SOURCE TEXT:
MY HUSBAND planted potatoes in my flower garden. It wasn’t a surprise -- I was his unwilling partner in crime -- but it still shocks me every time I see the long mound of dirt inside which, he insists, potatoes will grow. Most Americans happily purchase their potatoes at the supermarket. They aren’t expensive. And they don’t make a statement in the garden. My husband, however, is Russian. And in Russia, planting one’s own potatoes is a source of pride. City dwellers flee their urban environs in May to celebrate the end of a long winter -- with potatoes on their minds. Most of these weekend warriors plant their spuds with loving affection, waxing philosophical on the proper technique. Personally, I’ve always preferred waiting for the perennial gooseberries to emerge on their own.

Which is why it is always helpful to have a Russian about to insist on the basics. We have a commuter marriage, and although he is more of a visitor here than an emigre, my husband believes that home is where the potatoes are. He owes it to his family to ensure our survival through next winter, even if he can’t be here to shovel the snow himself. When the ground softens and warms in my Maryland garden, his biological clock tells him it’s time to get busy.

INFORMATION PROVIDED:
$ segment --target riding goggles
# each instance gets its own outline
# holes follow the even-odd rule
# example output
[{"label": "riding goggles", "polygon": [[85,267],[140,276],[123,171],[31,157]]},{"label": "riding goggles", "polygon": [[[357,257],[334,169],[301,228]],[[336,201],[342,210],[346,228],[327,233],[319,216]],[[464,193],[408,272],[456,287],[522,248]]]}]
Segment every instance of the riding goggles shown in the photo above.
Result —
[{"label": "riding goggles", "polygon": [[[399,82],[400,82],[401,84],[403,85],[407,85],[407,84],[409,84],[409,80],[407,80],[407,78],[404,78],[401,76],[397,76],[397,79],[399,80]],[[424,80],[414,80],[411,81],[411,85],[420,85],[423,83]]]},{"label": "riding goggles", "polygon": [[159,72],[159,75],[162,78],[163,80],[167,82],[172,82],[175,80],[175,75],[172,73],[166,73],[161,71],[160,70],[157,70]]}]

ACTIVITY:
Extract the passage of the potato essay from "MY HUSBAND planted" up to and including "on their own.". The rows come from a different source than the potato essay.

EXERCISE OUTPUT:
MY HUSBAND planted potatoes in my flower garden. It wasn’t a surprise -- I was his unwilling partner in crime -- but it still shocks me every time I see the long mound of dirt inside which, he insists, potatoes will grow. Most Americans happily purchase their potatoes at the supermarket. They aren’t expensive. And they don’t make a statement in the garden. My husband, however, is Russian. And in Russia, planting one’s own potatoes is a source of pride. City dwellers flee their urban environs in May to celebrate the end of a long winter -- with potatoes on their minds. Most of these weekend warriors plant their spuds with loving affection, waxing philosophical on the proper technique. Personally, I’ve always preferred waiting for the perennial gooseberries to emerge on their own.